• [Problem statement] Rewrite the entries below with "outline" substituted for every occurrence of "mask", and change nothing else.

• [Dataset extract]
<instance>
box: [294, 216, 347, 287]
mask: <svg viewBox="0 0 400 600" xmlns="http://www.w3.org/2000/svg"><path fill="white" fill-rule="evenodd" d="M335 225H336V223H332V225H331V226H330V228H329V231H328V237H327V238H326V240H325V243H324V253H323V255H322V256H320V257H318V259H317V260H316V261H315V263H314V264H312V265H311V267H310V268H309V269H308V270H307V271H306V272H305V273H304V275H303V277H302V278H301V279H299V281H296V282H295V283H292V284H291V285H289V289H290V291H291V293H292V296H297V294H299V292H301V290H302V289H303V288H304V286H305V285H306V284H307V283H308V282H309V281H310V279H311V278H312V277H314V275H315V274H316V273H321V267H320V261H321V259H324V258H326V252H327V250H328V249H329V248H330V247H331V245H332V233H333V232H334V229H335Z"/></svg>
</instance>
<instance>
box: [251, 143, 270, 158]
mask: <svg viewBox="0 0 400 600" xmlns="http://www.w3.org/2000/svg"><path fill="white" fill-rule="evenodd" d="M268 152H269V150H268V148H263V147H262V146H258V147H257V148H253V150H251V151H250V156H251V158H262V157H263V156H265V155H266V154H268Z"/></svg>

• [Exercise result]
<instance>
box: [294, 216, 347, 287]
outline: <svg viewBox="0 0 400 600" xmlns="http://www.w3.org/2000/svg"><path fill="white" fill-rule="evenodd" d="M335 225H336V223H332V225H331V226H330V228H329V231H328V237H327V238H326V240H325V243H324V253H323V255H322V256H320V257H318V259H317V260H316V261H315V263H314V264H312V265H311V267H310V268H309V269H308V270H307V271H306V272H305V273H304V275H303V277H302V278H301V279H299V281H296V282H295V283H292V284H291V285H289V289H290V291H291V293H292V296H297V294H299V292H301V290H302V289H303V288H304V286H305V285H306V284H307V283H308V282H309V281H310V279H311V278H312V277H314V275H315V274H316V273H321V267H320V261H321V259H324V258H326V252H327V250H328V249H329V248H330V247H331V245H332V233H333V232H334V229H335Z"/></svg>
</instance>
<instance>
box: [251, 143, 270, 158]
outline: <svg viewBox="0 0 400 600" xmlns="http://www.w3.org/2000/svg"><path fill="white" fill-rule="evenodd" d="M268 152H269V150H268V148H263V147H262V146H258V147H257V148H253V150H251V151H250V156H251V158H262V157H263V156H265V155H266V154H268Z"/></svg>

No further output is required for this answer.